Start of Records supplied

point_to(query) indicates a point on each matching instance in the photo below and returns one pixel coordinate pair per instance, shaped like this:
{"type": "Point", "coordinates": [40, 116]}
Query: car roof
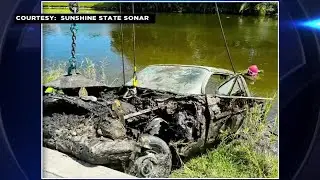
{"type": "Point", "coordinates": [213, 70]}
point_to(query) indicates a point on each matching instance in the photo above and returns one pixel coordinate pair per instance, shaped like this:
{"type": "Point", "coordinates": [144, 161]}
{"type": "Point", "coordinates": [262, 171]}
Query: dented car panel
{"type": "Point", "coordinates": [99, 133]}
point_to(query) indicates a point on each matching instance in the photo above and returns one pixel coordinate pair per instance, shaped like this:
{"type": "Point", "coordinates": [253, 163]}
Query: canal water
{"type": "Point", "coordinates": [174, 39]}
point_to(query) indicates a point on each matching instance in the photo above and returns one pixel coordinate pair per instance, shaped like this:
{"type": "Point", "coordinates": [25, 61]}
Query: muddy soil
{"type": "Point", "coordinates": [107, 131]}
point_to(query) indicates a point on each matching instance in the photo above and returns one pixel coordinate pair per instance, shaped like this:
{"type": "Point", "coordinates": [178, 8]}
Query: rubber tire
{"type": "Point", "coordinates": [160, 147]}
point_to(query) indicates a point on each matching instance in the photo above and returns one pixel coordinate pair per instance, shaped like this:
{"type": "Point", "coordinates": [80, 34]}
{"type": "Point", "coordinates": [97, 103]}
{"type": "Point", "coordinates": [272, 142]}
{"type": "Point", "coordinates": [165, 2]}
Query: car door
{"type": "Point", "coordinates": [235, 86]}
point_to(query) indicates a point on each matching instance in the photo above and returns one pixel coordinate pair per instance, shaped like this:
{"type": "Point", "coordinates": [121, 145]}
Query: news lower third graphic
{"type": "Point", "coordinates": [87, 18]}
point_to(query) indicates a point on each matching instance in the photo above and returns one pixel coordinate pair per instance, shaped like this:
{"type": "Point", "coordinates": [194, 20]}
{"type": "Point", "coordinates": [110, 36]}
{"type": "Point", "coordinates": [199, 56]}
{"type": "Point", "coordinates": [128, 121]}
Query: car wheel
{"type": "Point", "coordinates": [154, 162]}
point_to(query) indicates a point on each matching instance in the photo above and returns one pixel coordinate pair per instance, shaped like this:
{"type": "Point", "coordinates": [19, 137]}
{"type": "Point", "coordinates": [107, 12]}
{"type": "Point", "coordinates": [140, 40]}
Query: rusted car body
{"type": "Point", "coordinates": [177, 112]}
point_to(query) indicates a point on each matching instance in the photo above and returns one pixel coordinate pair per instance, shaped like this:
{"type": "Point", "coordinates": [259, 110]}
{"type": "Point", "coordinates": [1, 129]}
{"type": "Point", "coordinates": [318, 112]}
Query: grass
{"type": "Point", "coordinates": [239, 158]}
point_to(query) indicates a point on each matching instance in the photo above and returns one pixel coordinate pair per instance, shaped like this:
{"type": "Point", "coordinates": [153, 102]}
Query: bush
{"type": "Point", "coordinates": [248, 155]}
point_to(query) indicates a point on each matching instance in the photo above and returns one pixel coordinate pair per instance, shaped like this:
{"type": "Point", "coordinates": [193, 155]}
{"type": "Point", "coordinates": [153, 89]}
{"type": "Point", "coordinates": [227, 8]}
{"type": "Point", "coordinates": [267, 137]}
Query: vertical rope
{"type": "Point", "coordinates": [135, 80]}
{"type": "Point", "coordinates": [123, 73]}
{"type": "Point", "coordinates": [225, 40]}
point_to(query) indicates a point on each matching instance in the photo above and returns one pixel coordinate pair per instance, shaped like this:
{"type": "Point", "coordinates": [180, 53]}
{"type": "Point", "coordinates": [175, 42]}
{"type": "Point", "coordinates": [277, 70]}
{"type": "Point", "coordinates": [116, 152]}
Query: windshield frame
{"type": "Point", "coordinates": [207, 74]}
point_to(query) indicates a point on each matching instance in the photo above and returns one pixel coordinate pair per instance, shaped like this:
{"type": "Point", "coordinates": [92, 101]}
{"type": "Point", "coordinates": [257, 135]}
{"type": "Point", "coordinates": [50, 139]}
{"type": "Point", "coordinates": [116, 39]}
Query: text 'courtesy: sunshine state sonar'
{"type": "Point", "coordinates": [85, 18]}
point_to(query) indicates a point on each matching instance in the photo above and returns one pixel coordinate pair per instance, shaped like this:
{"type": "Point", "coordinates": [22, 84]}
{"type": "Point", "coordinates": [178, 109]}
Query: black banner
{"type": "Point", "coordinates": [85, 18]}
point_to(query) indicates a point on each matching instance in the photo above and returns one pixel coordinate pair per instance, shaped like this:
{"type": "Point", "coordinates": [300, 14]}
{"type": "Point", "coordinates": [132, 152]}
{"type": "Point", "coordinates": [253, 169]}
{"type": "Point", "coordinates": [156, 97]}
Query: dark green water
{"type": "Point", "coordinates": [175, 39]}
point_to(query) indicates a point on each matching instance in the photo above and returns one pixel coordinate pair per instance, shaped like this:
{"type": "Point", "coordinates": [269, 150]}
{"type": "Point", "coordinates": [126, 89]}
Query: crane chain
{"type": "Point", "coordinates": [74, 8]}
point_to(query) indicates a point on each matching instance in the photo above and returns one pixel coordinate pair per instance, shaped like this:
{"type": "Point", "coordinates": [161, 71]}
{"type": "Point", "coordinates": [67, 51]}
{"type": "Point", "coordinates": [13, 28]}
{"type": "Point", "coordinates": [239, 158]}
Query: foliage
{"type": "Point", "coordinates": [265, 8]}
{"type": "Point", "coordinates": [247, 156]}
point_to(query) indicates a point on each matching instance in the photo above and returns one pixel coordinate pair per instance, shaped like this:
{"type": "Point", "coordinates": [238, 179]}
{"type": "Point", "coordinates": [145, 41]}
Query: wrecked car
{"type": "Point", "coordinates": [175, 113]}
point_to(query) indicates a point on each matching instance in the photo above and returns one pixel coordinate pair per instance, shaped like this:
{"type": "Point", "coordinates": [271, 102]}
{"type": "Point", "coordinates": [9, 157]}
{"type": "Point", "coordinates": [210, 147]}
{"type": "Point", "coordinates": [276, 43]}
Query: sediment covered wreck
{"type": "Point", "coordinates": [145, 135]}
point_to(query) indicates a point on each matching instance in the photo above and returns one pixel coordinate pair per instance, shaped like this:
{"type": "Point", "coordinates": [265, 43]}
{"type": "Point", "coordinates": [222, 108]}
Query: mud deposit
{"type": "Point", "coordinates": [122, 132]}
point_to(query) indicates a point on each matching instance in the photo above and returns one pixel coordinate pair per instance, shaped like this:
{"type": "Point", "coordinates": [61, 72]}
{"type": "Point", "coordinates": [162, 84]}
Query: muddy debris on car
{"type": "Point", "coordinates": [146, 135]}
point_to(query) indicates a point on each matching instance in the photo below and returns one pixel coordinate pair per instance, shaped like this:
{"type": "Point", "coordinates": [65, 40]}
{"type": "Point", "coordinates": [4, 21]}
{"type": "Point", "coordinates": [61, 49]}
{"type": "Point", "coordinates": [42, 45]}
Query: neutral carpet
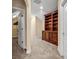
{"type": "Point", "coordinates": [40, 50]}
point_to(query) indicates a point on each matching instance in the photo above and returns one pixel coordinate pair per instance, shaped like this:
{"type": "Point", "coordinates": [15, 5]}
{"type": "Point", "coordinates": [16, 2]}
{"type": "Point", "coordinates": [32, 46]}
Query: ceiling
{"type": "Point", "coordinates": [48, 6]}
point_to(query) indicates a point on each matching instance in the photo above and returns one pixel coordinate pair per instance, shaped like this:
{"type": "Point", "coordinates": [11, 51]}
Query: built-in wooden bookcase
{"type": "Point", "coordinates": [51, 28]}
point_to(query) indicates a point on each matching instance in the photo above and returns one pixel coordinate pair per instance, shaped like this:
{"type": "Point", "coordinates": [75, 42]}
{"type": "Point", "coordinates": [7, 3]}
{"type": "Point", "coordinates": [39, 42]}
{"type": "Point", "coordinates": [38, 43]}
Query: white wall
{"type": "Point", "coordinates": [28, 26]}
{"type": "Point", "coordinates": [39, 27]}
{"type": "Point", "coordinates": [33, 27]}
{"type": "Point", "coordinates": [61, 26]}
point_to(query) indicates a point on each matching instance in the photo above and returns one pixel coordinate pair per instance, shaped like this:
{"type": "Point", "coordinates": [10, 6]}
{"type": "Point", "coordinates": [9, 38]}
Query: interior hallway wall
{"type": "Point", "coordinates": [61, 33]}
{"type": "Point", "coordinates": [22, 5]}
{"type": "Point", "coordinates": [14, 28]}
{"type": "Point", "coordinates": [39, 27]}
{"type": "Point", "coordinates": [33, 27]}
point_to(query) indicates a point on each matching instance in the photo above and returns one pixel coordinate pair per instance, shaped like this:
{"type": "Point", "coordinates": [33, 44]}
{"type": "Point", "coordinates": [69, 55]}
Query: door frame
{"type": "Point", "coordinates": [23, 11]}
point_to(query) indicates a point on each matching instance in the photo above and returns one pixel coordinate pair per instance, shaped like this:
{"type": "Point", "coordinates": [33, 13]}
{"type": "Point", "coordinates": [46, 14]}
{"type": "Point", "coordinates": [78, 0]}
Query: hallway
{"type": "Point", "coordinates": [40, 50]}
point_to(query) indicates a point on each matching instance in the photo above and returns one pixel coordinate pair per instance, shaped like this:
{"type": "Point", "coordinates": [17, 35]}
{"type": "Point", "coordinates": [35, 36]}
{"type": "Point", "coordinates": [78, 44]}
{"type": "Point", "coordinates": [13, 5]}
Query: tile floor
{"type": "Point", "coordinates": [40, 50]}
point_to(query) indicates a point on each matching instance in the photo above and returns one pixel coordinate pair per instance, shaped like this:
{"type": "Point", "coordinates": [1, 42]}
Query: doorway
{"type": "Point", "coordinates": [18, 27]}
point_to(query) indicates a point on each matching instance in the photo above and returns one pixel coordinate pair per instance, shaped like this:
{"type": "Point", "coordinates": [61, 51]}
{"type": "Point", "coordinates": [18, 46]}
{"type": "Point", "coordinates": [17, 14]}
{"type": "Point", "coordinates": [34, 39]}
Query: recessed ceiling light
{"type": "Point", "coordinates": [41, 7]}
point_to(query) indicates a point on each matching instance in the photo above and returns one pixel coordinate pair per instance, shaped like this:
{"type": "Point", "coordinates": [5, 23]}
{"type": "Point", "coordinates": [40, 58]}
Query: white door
{"type": "Point", "coordinates": [21, 31]}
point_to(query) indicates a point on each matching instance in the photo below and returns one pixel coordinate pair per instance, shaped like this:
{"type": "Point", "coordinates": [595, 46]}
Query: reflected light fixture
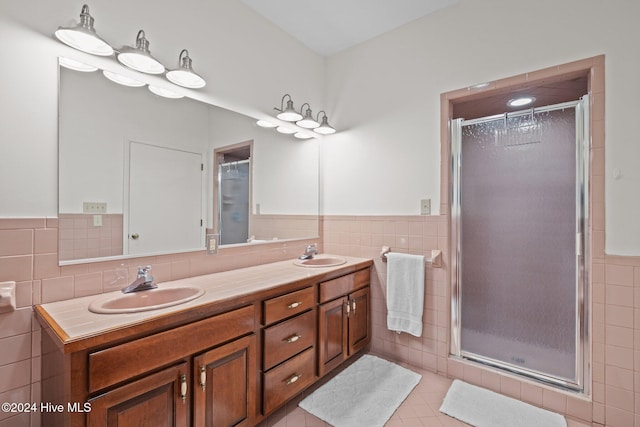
{"type": "Point", "coordinates": [286, 130]}
{"type": "Point", "coordinates": [307, 121]}
{"type": "Point", "coordinates": [288, 114]}
{"type": "Point", "coordinates": [83, 36]}
{"type": "Point", "coordinates": [122, 79]}
{"type": "Point", "coordinates": [72, 64]}
{"type": "Point", "coordinates": [521, 101]}
{"type": "Point", "coordinates": [324, 128]}
{"type": "Point", "coordinates": [266, 123]}
{"type": "Point", "coordinates": [184, 75]}
{"type": "Point", "coordinates": [139, 58]}
{"type": "Point", "coordinates": [166, 93]}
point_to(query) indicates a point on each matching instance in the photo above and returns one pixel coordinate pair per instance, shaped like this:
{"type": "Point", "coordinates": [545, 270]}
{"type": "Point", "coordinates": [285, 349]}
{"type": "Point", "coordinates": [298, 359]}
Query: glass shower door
{"type": "Point", "coordinates": [519, 214]}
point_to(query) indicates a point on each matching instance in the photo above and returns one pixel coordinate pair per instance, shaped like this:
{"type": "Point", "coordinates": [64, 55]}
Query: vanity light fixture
{"type": "Point", "coordinates": [122, 79]}
{"type": "Point", "coordinates": [185, 76]}
{"type": "Point", "coordinates": [72, 64]}
{"type": "Point", "coordinates": [521, 101]}
{"type": "Point", "coordinates": [266, 124]}
{"type": "Point", "coordinates": [139, 58]}
{"type": "Point", "coordinates": [166, 93]}
{"type": "Point", "coordinates": [288, 114]}
{"type": "Point", "coordinates": [83, 36]}
{"type": "Point", "coordinates": [324, 128]}
{"type": "Point", "coordinates": [307, 121]}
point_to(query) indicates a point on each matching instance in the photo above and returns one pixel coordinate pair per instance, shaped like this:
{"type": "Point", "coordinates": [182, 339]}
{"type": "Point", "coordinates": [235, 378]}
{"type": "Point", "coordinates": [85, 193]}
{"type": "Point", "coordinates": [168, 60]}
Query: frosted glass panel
{"type": "Point", "coordinates": [518, 241]}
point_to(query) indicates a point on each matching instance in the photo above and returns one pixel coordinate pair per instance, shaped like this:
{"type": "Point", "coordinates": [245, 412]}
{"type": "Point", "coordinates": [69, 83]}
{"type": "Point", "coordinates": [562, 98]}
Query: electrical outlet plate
{"type": "Point", "coordinates": [94, 207]}
{"type": "Point", "coordinates": [425, 207]}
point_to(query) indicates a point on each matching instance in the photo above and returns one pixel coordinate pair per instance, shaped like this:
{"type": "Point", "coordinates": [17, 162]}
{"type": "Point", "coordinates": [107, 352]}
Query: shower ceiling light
{"type": "Point", "coordinates": [83, 36]}
{"type": "Point", "coordinates": [139, 58]}
{"type": "Point", "coordinates": [521, 101]}
{"type": "Point", "coordinates": [185, 76]}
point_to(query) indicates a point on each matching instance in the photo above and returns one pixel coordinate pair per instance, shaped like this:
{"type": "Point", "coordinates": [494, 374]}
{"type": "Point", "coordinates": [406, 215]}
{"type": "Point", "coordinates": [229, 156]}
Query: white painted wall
{"type": "Point", "coordinates": [383, 96]}
{"type": "Point", "coordinates": [241, 55]}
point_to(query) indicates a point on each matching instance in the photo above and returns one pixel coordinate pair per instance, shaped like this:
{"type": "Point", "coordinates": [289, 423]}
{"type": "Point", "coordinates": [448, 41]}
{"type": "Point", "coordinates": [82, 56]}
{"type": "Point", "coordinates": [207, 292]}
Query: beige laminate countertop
{"type": "Point", "coordinates": [73, 318]}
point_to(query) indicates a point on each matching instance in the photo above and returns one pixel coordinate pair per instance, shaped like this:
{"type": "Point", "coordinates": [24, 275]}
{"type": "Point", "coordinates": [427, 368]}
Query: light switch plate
{"type": "Point", "coordinates": [425, 207]}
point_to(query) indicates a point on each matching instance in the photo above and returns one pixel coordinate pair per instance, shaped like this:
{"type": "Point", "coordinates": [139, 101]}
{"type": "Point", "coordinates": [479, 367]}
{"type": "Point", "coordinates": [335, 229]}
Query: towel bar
{"type": "Point", "coordinates": [435, 260]}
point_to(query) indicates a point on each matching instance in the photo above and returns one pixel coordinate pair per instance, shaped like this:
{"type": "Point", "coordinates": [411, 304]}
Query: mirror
{"type": "Point", "coordinates": [138, 174]}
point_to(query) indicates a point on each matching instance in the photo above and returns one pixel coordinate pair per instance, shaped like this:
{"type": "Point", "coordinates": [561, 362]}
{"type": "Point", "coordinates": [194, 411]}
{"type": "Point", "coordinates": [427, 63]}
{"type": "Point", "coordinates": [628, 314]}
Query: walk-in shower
{"type": "Point", "coordinates": [519, 241]}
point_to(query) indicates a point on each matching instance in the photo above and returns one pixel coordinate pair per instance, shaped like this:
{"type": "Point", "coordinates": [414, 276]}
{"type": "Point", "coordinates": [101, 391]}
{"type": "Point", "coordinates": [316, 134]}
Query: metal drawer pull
{"type": "Point", "coordinates": [183, 387]}
{"type": "Point", "coordinates": [293, 379]}
{"type": "Point", "coordinates": [203, 378]}
{"type": "Point", "coordinates": [292, 338]}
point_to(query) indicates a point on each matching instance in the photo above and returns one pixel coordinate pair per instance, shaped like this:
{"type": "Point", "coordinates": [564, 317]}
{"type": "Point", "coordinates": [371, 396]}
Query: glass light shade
{"type": "Point", "coordinates": [122, 79]}
{"type": "Point", "coordinates": [324, 127]}
{"type": "Point", "coordinates": [307, 121]}
{"type": "Point", "coordinates": [185, 76]}
{"type": "Point", "coordinates": [285, 130]}
{"type": "Point", "coordinates": [289, 114]}
{"type": "Point", "coordinates": [139, 58]}
{"type": "Point", "coordinates": [83, 36]}
{"type": "Point", "coordinates": [266, 124]}
{"type": "Point", "coordinates": [301, 135]}
{"type": "Point", "coordinates": [72, 64]}
{"type": "Point", "coordinates": [166, 93]}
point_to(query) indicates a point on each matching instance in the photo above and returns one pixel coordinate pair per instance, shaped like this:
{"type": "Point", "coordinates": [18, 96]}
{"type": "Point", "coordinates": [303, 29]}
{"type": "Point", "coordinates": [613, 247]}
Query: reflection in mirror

End of Records supplied

Count the lines in the records above that contain the string "light", and reply with the number alone.

_Written solution_
6